## EXCERPT TO READ
Though if unemployment takes off, these valuations won’t matter much in the short-term. It’s the data with the extreme readings that is most interesting and relevant in the near-term.
Macro Summary
All of this tells us to stay open minded about the macro picture. Many economic indicators we discussed look poor. Consumer spending and employment being the biggest factors to watch here on out. But neither are at concerning levels yet. This could change quickly, but until it does, we note that the market is not overvalued today, it’s reasonably balanced. Further, we are living through the biggest productivity boost of probably all time with the roll out of AI into the workforce. This information tells us that the current uptrend is logically supported today.
Will these productivity boosts roll out just in time to buffer markets with a newfound strength supporting a soft landing and lofty NVIDIA valuations? Will consumer spending rise again as inflation is increasingly tamed? Or will unemployment spike before these risks can be managed?
There’s good arguments for all of these cases, and the only thing that matters is the timing of each. It’s important we stay nimble, monitor the data and act accordingly. There is an opportunity to navigate out of a recession and engineer a soft landing, but more work must be done to get there.
In short, I am expecting choppy action on the S&P500, but the current trend is logically supported. Large warning signs have emerged which could change things, and being conservative while we trade below monthly resistance at 4600 in the summer months makes sense. At the same time, sentiment metrics and fair valuations provide optimism that we can reclaim the highs. There are many factors at play across fundamentals, but the most important things to watch for now are declining consumer spending and/or rising initial unemployment claims.

## THE DATA

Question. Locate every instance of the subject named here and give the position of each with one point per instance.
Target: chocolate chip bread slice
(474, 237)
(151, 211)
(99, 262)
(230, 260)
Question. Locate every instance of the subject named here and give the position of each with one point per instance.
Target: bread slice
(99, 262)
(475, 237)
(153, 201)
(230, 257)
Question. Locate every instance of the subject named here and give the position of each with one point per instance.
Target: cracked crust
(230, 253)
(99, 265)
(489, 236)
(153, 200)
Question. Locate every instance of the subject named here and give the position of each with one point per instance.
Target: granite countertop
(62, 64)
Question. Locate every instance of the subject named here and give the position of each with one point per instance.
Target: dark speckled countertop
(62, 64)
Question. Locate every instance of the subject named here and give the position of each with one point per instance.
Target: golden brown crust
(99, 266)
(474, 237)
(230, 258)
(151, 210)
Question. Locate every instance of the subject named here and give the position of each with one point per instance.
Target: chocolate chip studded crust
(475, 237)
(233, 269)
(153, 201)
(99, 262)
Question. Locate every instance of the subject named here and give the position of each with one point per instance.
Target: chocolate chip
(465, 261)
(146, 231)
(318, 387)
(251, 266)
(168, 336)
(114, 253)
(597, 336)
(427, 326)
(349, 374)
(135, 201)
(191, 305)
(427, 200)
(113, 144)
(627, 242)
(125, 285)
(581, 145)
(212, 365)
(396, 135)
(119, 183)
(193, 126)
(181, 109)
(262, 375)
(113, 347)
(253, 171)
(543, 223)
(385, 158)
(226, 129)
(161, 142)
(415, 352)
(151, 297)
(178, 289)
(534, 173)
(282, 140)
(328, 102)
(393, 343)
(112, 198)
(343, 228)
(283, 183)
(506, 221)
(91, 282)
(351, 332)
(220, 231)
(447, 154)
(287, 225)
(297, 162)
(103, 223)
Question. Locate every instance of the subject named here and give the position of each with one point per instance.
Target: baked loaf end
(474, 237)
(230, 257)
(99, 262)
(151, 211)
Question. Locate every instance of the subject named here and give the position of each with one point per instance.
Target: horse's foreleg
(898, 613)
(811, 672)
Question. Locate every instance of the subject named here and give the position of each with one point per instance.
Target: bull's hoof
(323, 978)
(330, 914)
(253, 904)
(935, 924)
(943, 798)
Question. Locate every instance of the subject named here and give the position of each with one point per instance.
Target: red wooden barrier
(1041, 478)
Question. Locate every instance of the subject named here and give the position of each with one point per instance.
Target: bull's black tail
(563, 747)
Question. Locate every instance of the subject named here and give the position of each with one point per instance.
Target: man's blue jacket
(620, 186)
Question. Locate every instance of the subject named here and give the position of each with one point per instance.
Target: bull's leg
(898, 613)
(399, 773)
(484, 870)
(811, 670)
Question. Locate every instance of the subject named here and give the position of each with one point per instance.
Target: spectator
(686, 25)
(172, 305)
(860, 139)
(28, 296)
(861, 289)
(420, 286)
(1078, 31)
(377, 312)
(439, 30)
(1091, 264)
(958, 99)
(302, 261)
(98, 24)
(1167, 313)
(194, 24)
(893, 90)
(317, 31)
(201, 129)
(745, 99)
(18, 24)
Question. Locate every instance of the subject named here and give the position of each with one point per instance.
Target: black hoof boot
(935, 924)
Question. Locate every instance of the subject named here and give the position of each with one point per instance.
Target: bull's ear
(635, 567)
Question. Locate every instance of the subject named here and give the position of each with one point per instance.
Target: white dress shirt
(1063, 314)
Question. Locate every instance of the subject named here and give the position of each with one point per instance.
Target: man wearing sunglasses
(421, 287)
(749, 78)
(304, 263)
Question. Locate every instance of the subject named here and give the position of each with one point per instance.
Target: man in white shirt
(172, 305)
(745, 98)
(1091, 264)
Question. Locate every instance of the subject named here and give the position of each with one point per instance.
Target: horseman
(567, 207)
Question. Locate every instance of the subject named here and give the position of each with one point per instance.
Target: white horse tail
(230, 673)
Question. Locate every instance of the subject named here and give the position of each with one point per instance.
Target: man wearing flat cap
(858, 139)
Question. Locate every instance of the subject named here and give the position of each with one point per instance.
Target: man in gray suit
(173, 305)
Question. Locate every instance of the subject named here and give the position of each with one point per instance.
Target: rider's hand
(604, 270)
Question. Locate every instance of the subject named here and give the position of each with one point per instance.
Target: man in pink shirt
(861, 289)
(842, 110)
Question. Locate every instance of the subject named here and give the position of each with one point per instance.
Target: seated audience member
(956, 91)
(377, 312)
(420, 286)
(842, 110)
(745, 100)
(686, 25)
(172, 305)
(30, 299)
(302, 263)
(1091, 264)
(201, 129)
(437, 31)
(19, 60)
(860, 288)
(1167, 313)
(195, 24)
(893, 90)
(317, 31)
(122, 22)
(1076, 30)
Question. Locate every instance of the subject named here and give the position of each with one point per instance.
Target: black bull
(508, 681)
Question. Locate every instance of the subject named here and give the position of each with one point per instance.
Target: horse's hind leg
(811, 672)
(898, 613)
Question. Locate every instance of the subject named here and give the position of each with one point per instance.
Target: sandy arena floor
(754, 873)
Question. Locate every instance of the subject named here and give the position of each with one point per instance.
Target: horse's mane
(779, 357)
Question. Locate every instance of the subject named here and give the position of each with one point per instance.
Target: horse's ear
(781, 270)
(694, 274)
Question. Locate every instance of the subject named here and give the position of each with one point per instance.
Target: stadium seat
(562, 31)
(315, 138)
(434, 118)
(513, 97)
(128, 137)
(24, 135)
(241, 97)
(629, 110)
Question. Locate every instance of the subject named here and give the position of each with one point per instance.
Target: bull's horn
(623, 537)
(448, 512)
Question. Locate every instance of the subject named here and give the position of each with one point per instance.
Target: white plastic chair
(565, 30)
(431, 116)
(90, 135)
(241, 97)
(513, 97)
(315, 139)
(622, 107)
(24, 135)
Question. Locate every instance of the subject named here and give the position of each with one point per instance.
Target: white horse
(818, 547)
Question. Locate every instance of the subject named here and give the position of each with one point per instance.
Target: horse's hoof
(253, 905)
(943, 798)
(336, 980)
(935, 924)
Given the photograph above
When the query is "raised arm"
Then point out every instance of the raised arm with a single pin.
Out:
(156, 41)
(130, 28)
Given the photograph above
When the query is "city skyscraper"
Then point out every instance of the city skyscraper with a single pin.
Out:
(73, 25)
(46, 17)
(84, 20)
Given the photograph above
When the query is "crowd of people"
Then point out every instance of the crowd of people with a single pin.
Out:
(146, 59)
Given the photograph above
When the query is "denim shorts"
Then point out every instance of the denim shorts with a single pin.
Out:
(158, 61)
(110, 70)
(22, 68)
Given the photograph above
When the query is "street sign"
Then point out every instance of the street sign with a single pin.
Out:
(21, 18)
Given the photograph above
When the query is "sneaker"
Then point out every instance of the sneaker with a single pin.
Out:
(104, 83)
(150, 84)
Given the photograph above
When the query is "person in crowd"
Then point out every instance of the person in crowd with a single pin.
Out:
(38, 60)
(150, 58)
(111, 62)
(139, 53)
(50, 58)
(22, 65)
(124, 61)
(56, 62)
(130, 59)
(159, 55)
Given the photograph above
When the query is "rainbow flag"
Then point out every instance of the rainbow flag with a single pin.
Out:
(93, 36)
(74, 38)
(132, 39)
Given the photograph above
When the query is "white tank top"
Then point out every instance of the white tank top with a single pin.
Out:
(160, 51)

## TASK DESCRIPTION
Reproduce verbatim the portion of the market outlook text that begins at the words "Will these productivity" and ends after "to get there.".

## PROBLEM SOLUTION
Will these productivity boosts roll out just in time to buffer markets with a newfound strength supporting a soft landing and lofty NVIDIA valuations? Will consumer spending rise again as inflation is increasingly tamed? Or will unemployment spike before these risks can be managed?
There’s good arguments for all of these cases, and the only thing that matters is the timing of each. It’s important we stay nimble, monitor the data and act accordingly. There is an opportunity to navigate out of a recession and engineer a soft landing, but more work must be done to get there.